Document extract:
○ ○ ○ ○

Islamabad, Pakistan: Pakistan is releasing a special song at the International Conference on Climate Resilient Pakistan, co-hosted by the Government of Pakistan and the United Nations taking place on 9 January 2023 in Switzerland.
As the Conference on Climate Resilient Pakistan gets underway in Geneva tomorrow, a song “Aao Hum Kucch Aisa Karein”, penned, composed, and sung by Shakeel Asghar Malik, an officer of the Foreign Service of Pakistan has been launched.
The song, captioned in English as ‘Acts of Humanity’, is dedicated to the victims of recent floods in Pakistan and appeals to the spirit of giving and the moral imperative of helping those in difficulty.
The soulful music track has been designed and recorded under the supervision of veteran music maestro Mujahid Hussain.

○ ○ ○ ○

Data records:
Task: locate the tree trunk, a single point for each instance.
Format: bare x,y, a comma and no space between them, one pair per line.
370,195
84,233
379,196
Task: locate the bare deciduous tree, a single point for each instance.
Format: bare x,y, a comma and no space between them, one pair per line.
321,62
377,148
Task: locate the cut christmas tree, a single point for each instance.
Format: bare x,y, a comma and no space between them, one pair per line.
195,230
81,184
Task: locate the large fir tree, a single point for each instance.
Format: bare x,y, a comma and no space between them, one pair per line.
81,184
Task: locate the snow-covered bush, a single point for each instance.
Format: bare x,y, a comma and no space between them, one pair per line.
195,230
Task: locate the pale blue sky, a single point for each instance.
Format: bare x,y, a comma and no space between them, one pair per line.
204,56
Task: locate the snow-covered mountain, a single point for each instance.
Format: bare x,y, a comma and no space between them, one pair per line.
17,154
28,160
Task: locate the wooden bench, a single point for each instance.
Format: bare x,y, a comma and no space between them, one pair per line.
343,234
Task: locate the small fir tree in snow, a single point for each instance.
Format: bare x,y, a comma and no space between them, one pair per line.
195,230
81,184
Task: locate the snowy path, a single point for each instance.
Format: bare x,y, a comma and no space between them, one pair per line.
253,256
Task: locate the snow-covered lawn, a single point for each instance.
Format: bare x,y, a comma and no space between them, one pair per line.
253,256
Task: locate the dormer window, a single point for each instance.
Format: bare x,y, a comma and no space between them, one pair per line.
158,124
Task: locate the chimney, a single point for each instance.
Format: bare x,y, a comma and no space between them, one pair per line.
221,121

○ ○ ○ ○

Work required:
Retype the announcement about the flood-relief song, starting at "As the Conference" and ending at "maestro Mujahid Hussain.". Work only from the announcement about the flood-relief song, not from the items.

Worked solution:
As the Conference on Climate Resilient Pakistan gets underway in Geneva tomorrow, a song “Aao Hum Kucch Aisa Karein”, penned, composed, and sung by Shakeel Asghar Malik, an officer of the Foreign Service of Pakistan has been launched.
The song, captioned in English as ‘Acts of Humanity’, is dedicated to the victims of recent floods in Pakistan and appeals to the spirit of giving and the moral imperative of helping those in difficulty.
The soulful music track has been designed and recorded under the supervision of veteran music maestro Mujahid Hussain.